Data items
════════════════
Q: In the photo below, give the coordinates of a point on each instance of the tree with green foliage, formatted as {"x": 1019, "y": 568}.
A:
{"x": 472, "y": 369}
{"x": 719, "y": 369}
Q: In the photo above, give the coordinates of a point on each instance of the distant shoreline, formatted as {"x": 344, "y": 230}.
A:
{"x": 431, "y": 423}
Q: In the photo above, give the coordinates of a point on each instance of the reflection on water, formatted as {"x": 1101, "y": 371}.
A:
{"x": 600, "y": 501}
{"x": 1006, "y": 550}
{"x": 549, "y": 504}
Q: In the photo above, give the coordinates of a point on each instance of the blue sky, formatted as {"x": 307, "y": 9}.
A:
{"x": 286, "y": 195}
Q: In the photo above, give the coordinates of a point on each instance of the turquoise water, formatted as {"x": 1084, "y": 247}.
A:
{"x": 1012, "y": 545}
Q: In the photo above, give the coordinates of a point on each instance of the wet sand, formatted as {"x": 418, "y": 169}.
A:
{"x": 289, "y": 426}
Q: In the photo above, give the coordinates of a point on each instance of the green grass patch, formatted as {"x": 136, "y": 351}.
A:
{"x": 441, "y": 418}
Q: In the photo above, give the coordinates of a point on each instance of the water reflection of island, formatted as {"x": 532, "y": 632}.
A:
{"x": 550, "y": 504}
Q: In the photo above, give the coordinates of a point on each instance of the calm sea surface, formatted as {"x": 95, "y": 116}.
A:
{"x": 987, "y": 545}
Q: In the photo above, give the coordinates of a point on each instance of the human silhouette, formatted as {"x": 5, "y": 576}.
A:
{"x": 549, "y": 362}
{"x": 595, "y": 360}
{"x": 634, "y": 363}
════════════════
Exercise description: May I have all of the records repeated exactly?

Completed task:
Q: In the photo below, give the coordinates of a point on each instance of the tree with green foliage, formatted as {"x": 1019, "y": 568}.
A:
{"x": 472, "y": 369}
{"x": 719, "y": 369}
Q: In the photo above, give the coordinates of a point on each instance of the distant shoreline, formatted as {"x": 344, "y": 230}.
A:
{"x": 431, "y": 423}
Q: In the photo above, give the coordinates of a point on each instance of the reflection on water, formatted as {"x": 1101, "y": 371}.
A:
{"x": 600, "y": 501}
{"x": 1006, "y": 550}
{"x": 549, "y": 504}
Q: In the photo above, give the coordinates of a point on each instance of the blue sky, formatted as {"x": 307, "y": 9}.
A:
{"x": 286, "y": 195}
Q: In the photo above, give the coordinates of a point on each instance of the turquoise water, formatted as {"x": 1084, "y": 247}.
A:
{"x": 1012, "y": 545}
Q: In the photo above, give the coordinates of a point on each instance of the wet sand, formatted as {"x": 418, "y": 169}.
A:
{"x": 289, "y": 426}
Q: In the photo above, give the coordinates of a point on each instance of the green grass patch, formatted as {"x": 136, "y": 351}.
A:
{"x": 441, "y": 418}
Q: In the photo above, give the coordinates of a point on each instance of the water reflection of island, formatted as {"x": 532, "y": 632}.
A:
{"x": 550, "y": 504}
Q: In the photo above, give the coordinates of a point on each instance of the calm sea surface, formatted as {"x": 95, "y": 116}.
A:
{"x": 987, "y": 545}
Q: In the photo above, give the coordinates of a point on each instance of the human silhouette, formatted as {"x": 5, "y": 576}.
A:
{"x": 549, "y": 362}
{"x": 595, "y": 360}
{"x": 634, "y": 363}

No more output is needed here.